Problems and tasks:
a) Answer these questions from the worker retention lifecycle text:
(i) According to the opening paragraph, what can remain retained for audit when a run is terminal?
(ii) What supervisor action is given for the stale-registry state?
(iii) Under the transition rules, what prevents an active worker from becoming safe-to-close?
b) Write the next part of the worker retention lifecycle text, picking up right after its final transition rule.

Page excerpt:
——
Worker retention lifecycle

Worker state is separate from task status. A run can be terminal while one or more worker sessions remain retained for audit.

active
  -> completed-retained
  -> safe-to-close
  -> cleanup-released
  -> closed

active
  -> stale-registry
  -> safe-to-close
State Meaning Supervisor action
active Worker is assigned to non-terminal work or still expected to produce output. Do not close. Inspect heartbeat/readiness first.
completed-retained Work is terminal but the session/log remains intentionally available for audit. Safe to leave alone; report as expected retention.
safe-to-close Worker is terminal, unretained, and no active claim depends on it. Eligible for explicit safe cleanup command.
stale-registry Registry says the worker exists, but runtime evidence is missing, contradictory, or expired. Report recovery/cleanup options; do not guess ownership.
cleanup-released A safe cleanup command has released the retention hold or requested shutdown. Await closure confirmation; preserve audit event.
closed Runtime handle is gone and closure was observed. Keep metadata for history; no runtime action needed.

Transition rules:

  • Active workers cannot become safe-to-close while they hold an unexpired claim or pending evidence obligation.
——
Supplied records:

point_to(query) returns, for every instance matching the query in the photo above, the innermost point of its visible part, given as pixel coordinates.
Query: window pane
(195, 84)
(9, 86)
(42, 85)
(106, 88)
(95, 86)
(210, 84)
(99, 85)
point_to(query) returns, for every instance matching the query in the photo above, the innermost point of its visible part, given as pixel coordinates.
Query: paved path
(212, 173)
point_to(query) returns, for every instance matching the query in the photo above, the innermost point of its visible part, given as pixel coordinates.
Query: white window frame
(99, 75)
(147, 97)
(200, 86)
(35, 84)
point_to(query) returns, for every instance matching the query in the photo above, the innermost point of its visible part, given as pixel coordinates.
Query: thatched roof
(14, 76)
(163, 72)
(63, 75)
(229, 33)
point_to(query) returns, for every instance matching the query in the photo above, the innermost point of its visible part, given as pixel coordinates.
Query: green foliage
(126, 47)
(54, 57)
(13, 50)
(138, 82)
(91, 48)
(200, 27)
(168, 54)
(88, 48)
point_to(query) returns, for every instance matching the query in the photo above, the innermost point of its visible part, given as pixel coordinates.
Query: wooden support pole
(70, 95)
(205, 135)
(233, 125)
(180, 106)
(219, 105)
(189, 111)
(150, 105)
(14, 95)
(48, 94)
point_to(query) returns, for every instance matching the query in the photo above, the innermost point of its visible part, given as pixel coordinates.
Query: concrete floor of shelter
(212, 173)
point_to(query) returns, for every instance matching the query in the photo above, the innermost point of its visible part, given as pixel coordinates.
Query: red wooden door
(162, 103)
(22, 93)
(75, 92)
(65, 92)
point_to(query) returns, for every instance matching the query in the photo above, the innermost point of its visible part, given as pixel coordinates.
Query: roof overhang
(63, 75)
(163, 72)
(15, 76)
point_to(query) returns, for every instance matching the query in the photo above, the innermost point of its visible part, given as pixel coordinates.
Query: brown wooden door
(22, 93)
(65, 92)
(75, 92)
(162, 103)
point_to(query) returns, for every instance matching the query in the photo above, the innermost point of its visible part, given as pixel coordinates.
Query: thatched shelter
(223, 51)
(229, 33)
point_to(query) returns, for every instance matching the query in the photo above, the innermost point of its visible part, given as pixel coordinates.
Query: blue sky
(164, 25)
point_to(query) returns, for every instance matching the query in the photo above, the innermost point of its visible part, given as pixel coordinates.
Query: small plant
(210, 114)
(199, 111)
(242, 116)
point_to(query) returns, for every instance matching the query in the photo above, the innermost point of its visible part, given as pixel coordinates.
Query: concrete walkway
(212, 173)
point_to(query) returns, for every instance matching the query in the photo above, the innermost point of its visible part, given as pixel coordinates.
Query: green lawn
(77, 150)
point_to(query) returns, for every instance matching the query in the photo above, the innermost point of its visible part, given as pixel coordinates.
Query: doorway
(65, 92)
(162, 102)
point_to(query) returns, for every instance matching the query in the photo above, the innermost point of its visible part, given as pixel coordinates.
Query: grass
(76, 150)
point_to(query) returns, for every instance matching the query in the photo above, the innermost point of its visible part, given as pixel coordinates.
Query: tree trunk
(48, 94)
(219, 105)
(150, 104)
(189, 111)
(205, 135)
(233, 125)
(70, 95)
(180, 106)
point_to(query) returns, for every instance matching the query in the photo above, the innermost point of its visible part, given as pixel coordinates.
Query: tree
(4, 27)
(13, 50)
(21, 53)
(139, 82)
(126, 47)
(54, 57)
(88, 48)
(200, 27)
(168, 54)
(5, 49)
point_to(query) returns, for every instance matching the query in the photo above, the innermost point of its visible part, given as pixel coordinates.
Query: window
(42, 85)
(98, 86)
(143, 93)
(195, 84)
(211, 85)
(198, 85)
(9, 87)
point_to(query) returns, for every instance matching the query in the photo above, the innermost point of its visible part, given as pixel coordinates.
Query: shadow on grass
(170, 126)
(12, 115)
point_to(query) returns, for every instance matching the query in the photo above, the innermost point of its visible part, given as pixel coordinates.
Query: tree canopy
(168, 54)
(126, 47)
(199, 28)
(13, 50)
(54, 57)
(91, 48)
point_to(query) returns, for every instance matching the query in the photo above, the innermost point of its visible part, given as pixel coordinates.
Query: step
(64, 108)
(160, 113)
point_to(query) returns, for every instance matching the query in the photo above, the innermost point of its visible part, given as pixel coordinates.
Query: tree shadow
——
Solved tasks:
a)
(i) One or more worker sessions.
(ii) Report recovery/cleanup options; do not guess ownership.
(iii) Holding an unexpired claim or pending evidence obligation.

b)
  • Completed workers default to completed-retained when audit inspection is useful.
  • Only an explicit safe cleanup command may move completed-retained or safe-to-close toward cleanup-released.
  • stale-registry is a diagnostic state, not proof that deletion is safe.
  • Cleanup must target Kapi/Ilchul-owned handles only and must not delete user-owned worktrees or branches.

Safe cleanup boundary

Safe cleanup may close an unretained terminal tmux/process handle after ownership is verified. It must not:

  • delete .kapi, .ilchul, worktrees, branches, evidence, learning ledgers, or run directories;
  • kill active or uncertain workers;
  • collapse both-present .kapi/.ilchul migration decisions into cleanup behavior;
  • run as a side effect of status, report, doctor, verify, or workflow start.

Destructive cleanup requires a separate issue, explicit scope, rollback/recovery notes, and Kade authorization for that slice.

Follow-up implementation slices

  1. Add read-only legacy .kapi diagnostics without using it as a routing root.
  2. Add config schema validation and a config.json reader with bounded defaults.
  3. Persist worker retention states and expose them through read-only report/doctor/status surfaces.
  4. Add explicit cleanup --safe behavior for verified terminal unretained runtime handles only.
  5. Add migration recovery records only if a future issue authorizes importing or archiving legacy .kapi state.
  6. Design any destructive legacy cleanup as a separately authorized migration slice.

Design verification checklist

  • The .ilchul layout documents .kapi as legacy local state rather than an active fallback root.
  • Adapter config covers enabled adapters, default substrates, worktree root, worker caps, readiness timeout, lease duration, cleanup/retention defaults, and verification depth.
  • Worker retention distinguishes active, completed-retained, safe-to-close, stale-registry, cleanup-released, and closed.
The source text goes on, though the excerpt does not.